• Short problem:
Write every line of the material out exactly as shown.

• Dataset records about object locations:
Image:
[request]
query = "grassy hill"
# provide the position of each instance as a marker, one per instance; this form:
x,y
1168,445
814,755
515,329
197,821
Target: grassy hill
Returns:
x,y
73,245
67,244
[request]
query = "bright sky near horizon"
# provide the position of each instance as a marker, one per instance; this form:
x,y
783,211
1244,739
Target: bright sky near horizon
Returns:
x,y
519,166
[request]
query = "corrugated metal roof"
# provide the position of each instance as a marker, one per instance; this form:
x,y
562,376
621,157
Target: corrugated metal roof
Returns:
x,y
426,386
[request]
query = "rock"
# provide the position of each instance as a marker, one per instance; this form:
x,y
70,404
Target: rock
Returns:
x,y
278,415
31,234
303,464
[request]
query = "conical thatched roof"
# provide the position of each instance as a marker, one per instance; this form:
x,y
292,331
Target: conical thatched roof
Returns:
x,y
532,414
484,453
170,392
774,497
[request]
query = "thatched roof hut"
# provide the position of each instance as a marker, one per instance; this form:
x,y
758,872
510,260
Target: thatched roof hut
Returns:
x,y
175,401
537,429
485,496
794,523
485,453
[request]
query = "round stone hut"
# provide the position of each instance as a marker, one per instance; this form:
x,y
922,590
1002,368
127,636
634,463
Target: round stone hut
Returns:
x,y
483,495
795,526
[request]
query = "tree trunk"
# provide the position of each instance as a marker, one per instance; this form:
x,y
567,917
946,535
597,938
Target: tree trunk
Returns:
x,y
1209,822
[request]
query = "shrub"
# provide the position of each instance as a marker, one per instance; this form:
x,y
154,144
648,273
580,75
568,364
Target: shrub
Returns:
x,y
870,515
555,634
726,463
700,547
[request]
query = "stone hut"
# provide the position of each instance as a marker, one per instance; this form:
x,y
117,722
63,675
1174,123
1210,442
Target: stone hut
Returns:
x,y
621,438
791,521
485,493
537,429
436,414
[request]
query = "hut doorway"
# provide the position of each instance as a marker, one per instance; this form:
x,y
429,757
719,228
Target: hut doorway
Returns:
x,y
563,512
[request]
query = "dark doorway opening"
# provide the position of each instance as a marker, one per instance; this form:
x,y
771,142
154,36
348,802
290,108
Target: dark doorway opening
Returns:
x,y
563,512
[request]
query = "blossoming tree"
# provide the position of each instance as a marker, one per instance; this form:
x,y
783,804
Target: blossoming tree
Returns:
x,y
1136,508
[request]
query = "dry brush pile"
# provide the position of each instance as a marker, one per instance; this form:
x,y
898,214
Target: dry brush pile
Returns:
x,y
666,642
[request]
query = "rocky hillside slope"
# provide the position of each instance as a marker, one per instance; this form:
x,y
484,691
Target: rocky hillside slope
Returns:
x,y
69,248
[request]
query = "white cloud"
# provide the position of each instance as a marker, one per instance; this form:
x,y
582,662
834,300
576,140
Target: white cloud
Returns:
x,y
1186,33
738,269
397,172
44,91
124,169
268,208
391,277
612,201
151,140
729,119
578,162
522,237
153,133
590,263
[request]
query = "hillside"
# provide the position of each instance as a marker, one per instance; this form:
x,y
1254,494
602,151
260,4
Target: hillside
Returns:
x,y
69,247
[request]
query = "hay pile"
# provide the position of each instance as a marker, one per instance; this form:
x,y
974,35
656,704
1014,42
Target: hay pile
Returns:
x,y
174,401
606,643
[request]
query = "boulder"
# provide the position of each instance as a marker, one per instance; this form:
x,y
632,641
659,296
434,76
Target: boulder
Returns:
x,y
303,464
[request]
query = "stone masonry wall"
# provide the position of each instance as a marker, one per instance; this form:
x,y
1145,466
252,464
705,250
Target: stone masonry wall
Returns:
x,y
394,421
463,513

• Output:
Image:
[request]
query = "grassy hill"
# provide the position of each instance as a marker, one per instance; this form:
x,y
1168,445
814,755
515,329
197,821
Target: grassy hill
Returns:
x,y
73,245
67,244
[request]
query = "bright sky near horizon"
# provide the position of each instance as a marker, one per instance; this form:
x,y
783,211
1244,739
Target: bright sky near horizon
Returns:
x,y
519,166
[request]
query = "corrugated metal roof"
# provide the position of each instance as a marker, one per instance; this form:
x,y
562,376
621,157
Target: corrugated metal roof
Returns:
x,y
426,386
[request]
query = "rock"
# provide the position of each instance as a marker, one per instance; this form:
x,y
70,404
Target: rock
Returns:
x,y
278,415
31,234
303,464
[request]
query = "conical thatched roof"
# provide the position of each instance as a marker, one per instance; this form:
x,y
292,331
Target: conical thatched roof
Returns:
x,y
532,414
484,453
170,392
774,497
[request]
query = "thatched roof hut"
# provide the position of each instance as a marker, one per instance; this form:
x,y
758,872
510,260
Target: thatched roof hut
Returns:
x,y
175,401
537,429
485,496
794,523
485,453
[request]
query = "round stone hut"
# provide the position of each instance as a marker, one per instance; this form:
x,y
922,590
1002,368
127,636
634,463
Target: round stone hut
Returns:
x,y
483,495
795,526
[request]
query = "tree trunk"
# provide the position of each instance as a marker, one per instance; this form:
x,y
567,917
946,535
597,938
Target: tree trunk
Returns:
x,y
1209,822
[request]
query = "shrub"
# provide the position of each instance as a marker, one per instance; this form:
x,y
154,144
648,273
580,75
568,364
Target: shrub
Returns:
x,y
870,515
555,634
726,463
700,547
[request]
query = "stone hut"
# provide the position of each instance as a marker, one per instance; this form:
x,y
117,722
63,675
1174,123
1210,442
Target: stone hut
Returns:
x,y
621,438
791,521
485,493
537,429
436,414
[request]
query = "hut doorway"
# provide the position of each instance as a marker, one per instance; this form:
x,y
429,757
719,228
Target: hut doorway
Returns:
x,y
563,512
[request]
query = "dark doorway opening"
# provide the position of each instance as a marker, one per instance; this form:
x,y
771,142
154,36
348,802
290,108
Target: dark doorway opening
Returns:
x,y
563,512
[request]
query = "blossoming tree"
# provide the position of each instance as a marker, one per instance; this form:
x,y
783,804
Target: blossoming tree
Returns:
x,y
1136,508
[request]
query = "dry brush pile"
# provide the position of each instance as a marker, one per instance; this form:
x,y
898,214
Target: dry brush pile
Returns:
x,y
666,642
[request]
query = "rocky hillside slope"
# provide the position of each instance as a marker, one per instance; this form:
x,y
484,691
Target: rocky hillside slope
Returns:
x,y
69,248
[request]
query = "white cloud"
# provide the position of each instance as a marker, one per instance; this form:
x,y
582,662
834,300
576,140
Target: white cloud
Returns:
x,y
1186,33
738,269
397,172
44,91
124,169
268,208
391,277
612,201
151,140
729,119
578,162
522,237
153,133
590,263
[request]
query = "hillside"
# provide the position of each instance as a marker, one per instance; this form:
x,y
1254,494
602,151
260,4
Target: hillside
Returns:
x,y
69,247
[request]
query = "hay pile"
# provide the position of each instance as a marker, one per instance; this form:
x,y
974,35
656,704
1014,42
Target: hay pile
Returns:
x,y
174,401
606,643
[request]
query = "boulder"
# provide the position of each instance as a marker, one per instance; this form:
x,y
632,641
659,296
434,76
Target: boulder
Returns:
x,y
303,464
[request]
query = "stone masonry wall"
# provide the position of each instance as a marker, one per instance; this form:
x,y
1145,466
252,464
705,250
Target: stone masonry wall
Returns:
x,y
394,421
463,513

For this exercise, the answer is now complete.